ABOUT THIS EXERCISE —
Please repeat the line that contains "Point out the dark" and every line after it, exactly, through the end of the records.
========
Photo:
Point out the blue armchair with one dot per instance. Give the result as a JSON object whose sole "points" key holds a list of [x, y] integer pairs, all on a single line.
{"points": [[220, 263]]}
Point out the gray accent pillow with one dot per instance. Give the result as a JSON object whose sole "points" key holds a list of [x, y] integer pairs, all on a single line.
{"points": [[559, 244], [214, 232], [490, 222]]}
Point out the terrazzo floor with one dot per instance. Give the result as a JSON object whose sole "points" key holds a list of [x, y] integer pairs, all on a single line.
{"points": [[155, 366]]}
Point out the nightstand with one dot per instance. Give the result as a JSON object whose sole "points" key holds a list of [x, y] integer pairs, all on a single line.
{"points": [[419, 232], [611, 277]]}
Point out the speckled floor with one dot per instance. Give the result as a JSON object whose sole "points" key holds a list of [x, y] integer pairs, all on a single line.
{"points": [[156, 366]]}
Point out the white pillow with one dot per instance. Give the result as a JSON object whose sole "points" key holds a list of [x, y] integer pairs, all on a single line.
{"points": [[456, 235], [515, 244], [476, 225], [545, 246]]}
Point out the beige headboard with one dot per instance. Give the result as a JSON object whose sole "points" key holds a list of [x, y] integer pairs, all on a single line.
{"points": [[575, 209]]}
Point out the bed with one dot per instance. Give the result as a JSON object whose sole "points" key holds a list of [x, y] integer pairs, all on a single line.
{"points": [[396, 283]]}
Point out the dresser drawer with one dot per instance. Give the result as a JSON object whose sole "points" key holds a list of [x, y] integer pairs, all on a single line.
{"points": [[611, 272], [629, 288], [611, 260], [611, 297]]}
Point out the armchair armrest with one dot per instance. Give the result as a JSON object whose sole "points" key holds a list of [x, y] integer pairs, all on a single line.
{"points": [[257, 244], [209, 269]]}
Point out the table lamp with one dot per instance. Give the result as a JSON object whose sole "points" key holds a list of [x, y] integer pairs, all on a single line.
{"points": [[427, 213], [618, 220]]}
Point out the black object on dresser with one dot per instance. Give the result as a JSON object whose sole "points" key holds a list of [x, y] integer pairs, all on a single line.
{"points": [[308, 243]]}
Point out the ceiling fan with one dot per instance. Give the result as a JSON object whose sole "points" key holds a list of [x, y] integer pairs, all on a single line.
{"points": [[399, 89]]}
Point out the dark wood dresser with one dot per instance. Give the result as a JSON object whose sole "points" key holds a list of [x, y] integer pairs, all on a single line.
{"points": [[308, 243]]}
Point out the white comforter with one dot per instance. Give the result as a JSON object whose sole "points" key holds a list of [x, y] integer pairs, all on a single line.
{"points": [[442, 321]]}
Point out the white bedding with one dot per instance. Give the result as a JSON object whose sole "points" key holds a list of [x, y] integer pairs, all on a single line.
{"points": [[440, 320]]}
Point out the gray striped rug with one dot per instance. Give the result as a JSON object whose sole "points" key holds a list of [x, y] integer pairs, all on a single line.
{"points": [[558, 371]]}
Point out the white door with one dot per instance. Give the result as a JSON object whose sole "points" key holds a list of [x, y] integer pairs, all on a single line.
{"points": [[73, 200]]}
========
RESPONSE AREA —
Point out the dark wood dresser with one dot per instance. Give the result as a JSON object whose sole "points" key holds a list of [x, y] integer pairs, all on a single line.
{"points": [[308, 243]]}
Point out the white comforter with one dot per instance. Give the result as a JSON object whose sole "points" key holds a list of [x, y] integer pairs, all on a single line.
{"points": [[442, 321]]}
Point out the white bedding with one dot per instance. Give the result as a JSON object whose sole "points" key holds a list of [x, y] integer pairs, all on a single line.
{"points": [[440, 320]]}
Point out the gray striped rug with one dot per instance. Give the result as a JSON object whose sole "points" key holds a list of [x, y] integer pairs, all on a single line.
{"points": [[558, 371]]}
Point out the white door with one dot per instance. Give the result as a JSON object whose sole "points" key holds a list of [x, y] integer pairs, all on a single line.
{"points": [[73, 200]]}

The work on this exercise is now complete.